Les Liaisons dangereuses ne donnent aucun détail sur le physique de la marquise, mais quelques éléments de son passé : une enfance auprès d’une nourrice qu’elle partageait avec Victoire, sa sœur de lait devenue sa femme de chambre ; une éducation d’aristocrate parisienne limitée à l’acquisition des bonnes manières, compensée par une intelligence vive et perpétuellement aux aguets du monde et des manèges de la séduction ; le mariage avec le marquis de Merteuil et le « tourbillon de plaisirs mondains » des jeunes épousées, suivi d’une vie ennuyeuse « à sa triste campagne » dans la vallée du Rhône ; la mort du marquis malade et, après le deuil, le retour à Paris avec une réputation « de solidité et de vertu » soigneusement préservée pour profiter de sa liberté nouvelle de veuve.

### [Lignes de données]

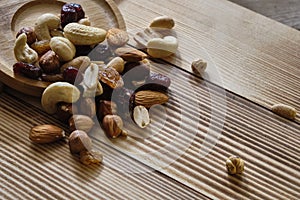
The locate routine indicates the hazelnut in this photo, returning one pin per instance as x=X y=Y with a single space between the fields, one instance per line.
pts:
x=79 y=141
x=91 y=157
x=49 y=62
x=112 y=125
x=81 y=122
x=106 y=108
x=235 y=165
x=29 y=31
x=88 y=107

### [Consigne 1]
Quelles sont toutes les expressions placées entre guillemets dans l'extrait sur la marquise de Merteuil ?
### [Consigne 2]
D'après l'extrait sur la marquise de Merteuil, les affirmations suivantes sont-elles exactes ? Répondez par oui ou par non en citant les mots de l'extrait qui tranchent.
(a) L'extrait décrit le physique de la marquise.
(b) Victoire est devenue la femme de chambre de la marquise.
(c) La marquise a vécu à la campagne dans la vallée de la Loire.
Le matériel n'est d'aucune utilité ici.

### [Réponse attendue 1]
- « tourbillon de plaisirs mondains »
- « à sa triste campagne »
- « de solidité et de vertu »

### [Réponse attendue 2]
(a) Non : « ne donnent aucun détail sur le physique de la marquise ».
(b) Oui : « Victoire, sa sœur de lait devenue sa femme de chambre ».
(c) Non : « à sa triste campagne » dans la vallée du Rhône.